■ **Exercise goal**: Below are records; please give the number of their lines that contain the string "steeple", and only that number.

(Dataset items)
-- Opening Marker --

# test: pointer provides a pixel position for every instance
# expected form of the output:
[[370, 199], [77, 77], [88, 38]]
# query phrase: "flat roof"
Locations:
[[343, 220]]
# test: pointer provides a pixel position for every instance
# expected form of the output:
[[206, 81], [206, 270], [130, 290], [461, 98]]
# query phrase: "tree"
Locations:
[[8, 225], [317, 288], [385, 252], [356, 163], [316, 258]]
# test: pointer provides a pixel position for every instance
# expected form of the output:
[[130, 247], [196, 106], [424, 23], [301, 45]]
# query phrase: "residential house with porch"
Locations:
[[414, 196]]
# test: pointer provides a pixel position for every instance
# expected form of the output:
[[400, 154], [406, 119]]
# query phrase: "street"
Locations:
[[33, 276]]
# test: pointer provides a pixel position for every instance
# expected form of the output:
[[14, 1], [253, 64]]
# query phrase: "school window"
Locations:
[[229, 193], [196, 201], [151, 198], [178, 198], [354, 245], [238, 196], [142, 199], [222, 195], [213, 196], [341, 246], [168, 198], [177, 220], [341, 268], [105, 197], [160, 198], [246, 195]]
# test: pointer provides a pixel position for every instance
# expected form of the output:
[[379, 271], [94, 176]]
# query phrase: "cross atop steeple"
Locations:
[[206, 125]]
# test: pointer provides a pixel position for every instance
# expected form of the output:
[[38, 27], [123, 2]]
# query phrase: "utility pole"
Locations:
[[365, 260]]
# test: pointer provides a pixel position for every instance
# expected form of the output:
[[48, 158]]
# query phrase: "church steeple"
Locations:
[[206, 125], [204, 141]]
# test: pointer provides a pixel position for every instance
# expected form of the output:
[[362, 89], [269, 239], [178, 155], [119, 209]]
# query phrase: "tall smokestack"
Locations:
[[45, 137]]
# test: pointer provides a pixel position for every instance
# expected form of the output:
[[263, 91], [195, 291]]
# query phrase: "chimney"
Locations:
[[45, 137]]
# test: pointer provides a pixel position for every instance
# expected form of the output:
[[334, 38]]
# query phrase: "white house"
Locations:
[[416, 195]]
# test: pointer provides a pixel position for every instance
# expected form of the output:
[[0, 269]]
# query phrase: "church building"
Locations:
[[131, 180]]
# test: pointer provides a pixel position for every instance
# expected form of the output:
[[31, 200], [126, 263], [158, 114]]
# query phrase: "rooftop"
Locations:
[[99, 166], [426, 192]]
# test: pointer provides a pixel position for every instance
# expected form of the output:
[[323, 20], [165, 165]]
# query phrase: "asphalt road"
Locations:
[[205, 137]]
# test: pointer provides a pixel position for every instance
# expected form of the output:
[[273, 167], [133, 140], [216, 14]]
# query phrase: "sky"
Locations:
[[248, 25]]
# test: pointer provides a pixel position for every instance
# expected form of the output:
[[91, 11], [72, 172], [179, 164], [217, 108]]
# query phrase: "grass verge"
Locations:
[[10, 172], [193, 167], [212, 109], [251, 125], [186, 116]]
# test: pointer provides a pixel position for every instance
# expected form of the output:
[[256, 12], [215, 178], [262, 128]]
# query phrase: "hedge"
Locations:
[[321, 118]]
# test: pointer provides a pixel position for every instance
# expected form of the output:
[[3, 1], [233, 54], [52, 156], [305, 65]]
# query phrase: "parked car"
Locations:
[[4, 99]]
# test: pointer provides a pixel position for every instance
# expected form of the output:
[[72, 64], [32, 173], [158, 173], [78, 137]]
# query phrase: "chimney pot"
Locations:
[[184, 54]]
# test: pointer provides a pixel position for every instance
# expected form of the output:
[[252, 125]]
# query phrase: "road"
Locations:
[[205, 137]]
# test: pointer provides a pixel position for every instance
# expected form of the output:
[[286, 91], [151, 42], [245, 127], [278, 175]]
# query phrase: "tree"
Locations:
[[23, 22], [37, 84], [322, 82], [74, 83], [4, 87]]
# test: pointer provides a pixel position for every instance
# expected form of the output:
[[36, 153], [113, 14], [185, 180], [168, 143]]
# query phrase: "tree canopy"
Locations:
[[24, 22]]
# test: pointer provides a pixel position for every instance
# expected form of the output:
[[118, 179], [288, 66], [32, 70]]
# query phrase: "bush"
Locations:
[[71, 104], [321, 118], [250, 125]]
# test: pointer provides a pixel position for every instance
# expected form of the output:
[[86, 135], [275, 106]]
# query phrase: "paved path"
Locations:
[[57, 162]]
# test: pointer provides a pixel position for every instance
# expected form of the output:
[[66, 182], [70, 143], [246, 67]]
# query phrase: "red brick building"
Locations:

-- Closing Marker --

■ **Expected answer**: 2